What you need to do
Copy out the listing again starting at the line that has "find the white zucchetto" and stopping after its final line, adding 33 to every coordinate value in the points while leaving all other text unchanged.

Provided records
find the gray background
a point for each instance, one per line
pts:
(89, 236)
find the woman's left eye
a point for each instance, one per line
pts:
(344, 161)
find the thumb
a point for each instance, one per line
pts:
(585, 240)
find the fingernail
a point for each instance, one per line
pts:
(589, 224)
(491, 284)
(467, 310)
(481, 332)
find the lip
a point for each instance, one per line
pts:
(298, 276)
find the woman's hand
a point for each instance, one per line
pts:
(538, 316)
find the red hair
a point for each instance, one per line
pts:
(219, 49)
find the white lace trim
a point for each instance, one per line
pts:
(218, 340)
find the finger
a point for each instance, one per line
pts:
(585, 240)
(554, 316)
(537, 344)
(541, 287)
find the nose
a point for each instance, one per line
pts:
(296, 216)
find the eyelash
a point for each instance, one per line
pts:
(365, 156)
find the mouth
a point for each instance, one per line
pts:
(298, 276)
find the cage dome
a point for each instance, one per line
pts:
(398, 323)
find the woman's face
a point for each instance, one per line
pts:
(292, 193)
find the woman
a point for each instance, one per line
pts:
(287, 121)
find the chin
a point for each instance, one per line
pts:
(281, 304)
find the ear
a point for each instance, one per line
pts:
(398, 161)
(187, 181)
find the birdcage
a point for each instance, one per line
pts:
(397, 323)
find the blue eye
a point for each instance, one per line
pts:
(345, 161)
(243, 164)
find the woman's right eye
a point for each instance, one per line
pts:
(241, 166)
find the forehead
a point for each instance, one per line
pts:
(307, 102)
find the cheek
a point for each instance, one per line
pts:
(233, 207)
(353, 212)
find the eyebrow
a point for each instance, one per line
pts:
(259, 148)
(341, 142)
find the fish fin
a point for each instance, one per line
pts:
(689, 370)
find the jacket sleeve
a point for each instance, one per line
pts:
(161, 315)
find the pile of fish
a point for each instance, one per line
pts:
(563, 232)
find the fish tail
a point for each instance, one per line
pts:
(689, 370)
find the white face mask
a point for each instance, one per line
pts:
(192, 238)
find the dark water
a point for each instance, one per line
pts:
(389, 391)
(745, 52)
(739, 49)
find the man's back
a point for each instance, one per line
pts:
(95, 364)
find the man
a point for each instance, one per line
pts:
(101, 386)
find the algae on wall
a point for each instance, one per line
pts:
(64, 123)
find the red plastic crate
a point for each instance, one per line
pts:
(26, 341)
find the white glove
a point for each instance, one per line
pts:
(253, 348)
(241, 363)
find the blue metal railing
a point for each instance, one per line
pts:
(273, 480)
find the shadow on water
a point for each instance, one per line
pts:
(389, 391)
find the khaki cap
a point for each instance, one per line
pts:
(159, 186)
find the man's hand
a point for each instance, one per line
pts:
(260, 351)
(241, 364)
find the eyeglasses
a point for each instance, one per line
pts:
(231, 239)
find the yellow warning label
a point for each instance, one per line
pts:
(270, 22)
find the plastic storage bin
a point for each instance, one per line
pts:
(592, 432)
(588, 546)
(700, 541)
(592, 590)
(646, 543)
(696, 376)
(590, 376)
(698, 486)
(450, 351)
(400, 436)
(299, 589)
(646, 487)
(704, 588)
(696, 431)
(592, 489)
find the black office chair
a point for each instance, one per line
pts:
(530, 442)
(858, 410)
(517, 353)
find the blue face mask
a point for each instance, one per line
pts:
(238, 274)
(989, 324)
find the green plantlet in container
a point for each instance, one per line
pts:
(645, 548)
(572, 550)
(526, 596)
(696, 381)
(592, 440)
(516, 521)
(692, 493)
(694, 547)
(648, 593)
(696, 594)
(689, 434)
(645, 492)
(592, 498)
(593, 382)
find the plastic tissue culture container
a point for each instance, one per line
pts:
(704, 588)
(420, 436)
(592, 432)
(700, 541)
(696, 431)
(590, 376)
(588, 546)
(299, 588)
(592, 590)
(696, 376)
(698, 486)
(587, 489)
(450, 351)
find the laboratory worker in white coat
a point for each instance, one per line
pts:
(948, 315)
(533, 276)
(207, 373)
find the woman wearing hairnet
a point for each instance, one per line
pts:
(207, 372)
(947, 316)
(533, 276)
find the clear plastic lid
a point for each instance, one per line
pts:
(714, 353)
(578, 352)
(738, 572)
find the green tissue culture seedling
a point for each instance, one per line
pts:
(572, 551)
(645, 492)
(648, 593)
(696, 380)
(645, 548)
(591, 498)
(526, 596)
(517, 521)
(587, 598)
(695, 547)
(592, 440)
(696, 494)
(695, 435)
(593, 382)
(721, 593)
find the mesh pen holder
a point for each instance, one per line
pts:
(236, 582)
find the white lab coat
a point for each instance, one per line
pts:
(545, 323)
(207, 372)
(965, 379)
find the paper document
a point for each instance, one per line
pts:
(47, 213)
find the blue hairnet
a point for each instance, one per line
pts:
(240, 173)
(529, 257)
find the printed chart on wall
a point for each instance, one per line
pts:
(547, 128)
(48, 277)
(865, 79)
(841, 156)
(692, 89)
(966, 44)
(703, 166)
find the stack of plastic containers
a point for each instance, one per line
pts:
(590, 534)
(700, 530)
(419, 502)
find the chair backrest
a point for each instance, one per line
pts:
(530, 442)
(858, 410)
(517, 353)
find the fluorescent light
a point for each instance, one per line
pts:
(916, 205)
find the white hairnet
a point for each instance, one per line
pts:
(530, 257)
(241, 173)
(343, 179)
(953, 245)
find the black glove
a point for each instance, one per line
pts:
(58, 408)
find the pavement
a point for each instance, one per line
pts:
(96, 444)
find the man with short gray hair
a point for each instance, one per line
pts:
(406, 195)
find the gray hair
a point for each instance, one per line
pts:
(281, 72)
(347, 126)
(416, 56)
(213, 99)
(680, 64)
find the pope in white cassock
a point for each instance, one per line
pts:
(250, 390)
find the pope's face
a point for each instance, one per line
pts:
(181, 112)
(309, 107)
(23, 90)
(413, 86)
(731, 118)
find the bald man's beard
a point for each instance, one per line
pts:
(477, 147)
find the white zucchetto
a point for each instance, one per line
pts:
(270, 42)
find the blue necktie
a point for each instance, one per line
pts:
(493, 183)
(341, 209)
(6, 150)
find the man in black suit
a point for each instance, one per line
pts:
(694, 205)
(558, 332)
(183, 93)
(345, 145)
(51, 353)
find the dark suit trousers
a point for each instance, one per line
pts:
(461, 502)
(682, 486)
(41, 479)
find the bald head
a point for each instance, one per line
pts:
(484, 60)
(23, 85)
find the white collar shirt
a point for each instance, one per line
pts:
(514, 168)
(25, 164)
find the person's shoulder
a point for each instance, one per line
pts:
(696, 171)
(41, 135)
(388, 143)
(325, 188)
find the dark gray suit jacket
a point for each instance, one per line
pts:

Task answer
find the white zucchetto
a point for each instance, one per line
pts:
(303, 75)
find the blue necktie
a point for each instance, one per line
pts:
(526, 216)
(374, 242)
(39, 183)
find the man in black suit
a point for each instance, one per line
pts:
(727, 238)
(591, 365)
(216, 126)
(378, 178)
(84, 386)
find the dark suit trousers
a point for each instance, one per line
pts:
(494, 535)
(715, 519)
(74, 512)
find the bald head
a point for each instance, one per line
pts:
(517, 93)
(56, 118)
find the white collar shirt
a point for each instance, one per line
pts:
(547, 201)
(58, 197)
find the person's shoulder
a point for each instance, one per line
pts:
(729, 204)
(74, 168)
(421, 176)
(358, 221)
find the dark gray suit jacket
a point for each instance, one per line
pts:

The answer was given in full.